◆ **DOCUMENT SEGMENT**
Former power broker Harvey Whittemore was ordered Thursday to surrender to federal prison authorities on Aug. 6.

Senior U.S. District Judge Larry Hicks in a six-page decision granted the request of federal prosecutors to reverse his order allowing Whittemore to remain free while he appeals his conviction for breaking campaign laws.

Whittemore was convicted last year of unlawfully funneling more than $133,000 in contributions to the campaign of Senate Majority Leader Harry Reid, a Nevada Democrat. Hicks later sentenced Whittemore to two years in prison.

In his ruling Thursday, Hicks said prosecutors had met their burden for the reconsideration and that there was no longer any reason to allow Whittemore to remain free.

“There are no new issues raised in his appeal that would constitute a substantial question likely to result in either a reversal or an order for a new trial,” Hicks wrote.

Whittemore’s lawyers had earlier persuaded Hicks to keep him out of prison on appeal on grounds the U.S. Supreme Court was considering a case that might undermine the validity of his convictions. But the high court’s eventual ruling this year did not have that kind of impact on Whittemore’s case.

◆ **EXERCISE SET**
1 – Answer these about the Harvey Whittemore news item, one per line:
(a) On what date must Whittemore surrender to federal prison authorities?
(b) How long was the prison sentence Hicks gave him?
(c) How many pages long was Hicks's decision?
2 – Name every person mentioned by name in the Harvey Whittemore news item.
The lines that come next are separate material.

◆ **DATA EXTRACT**
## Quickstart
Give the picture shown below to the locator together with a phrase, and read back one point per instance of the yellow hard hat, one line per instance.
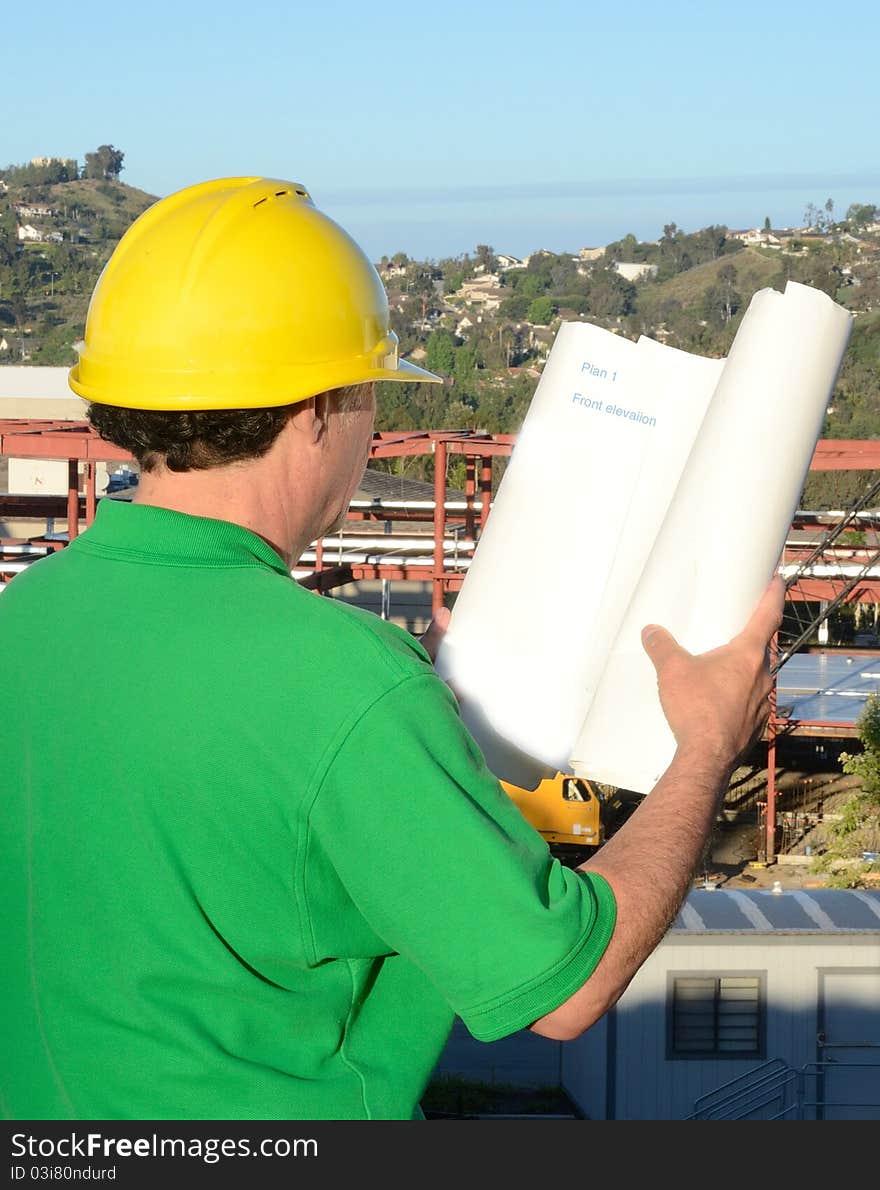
(235, 294)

◆ **ANSWERS FOR THE TASKS**
1 –
(a) Aug. 6
(b) Two years
(c) Six

2 – Harvey Whittemore, Larry Hicks, Harry Reid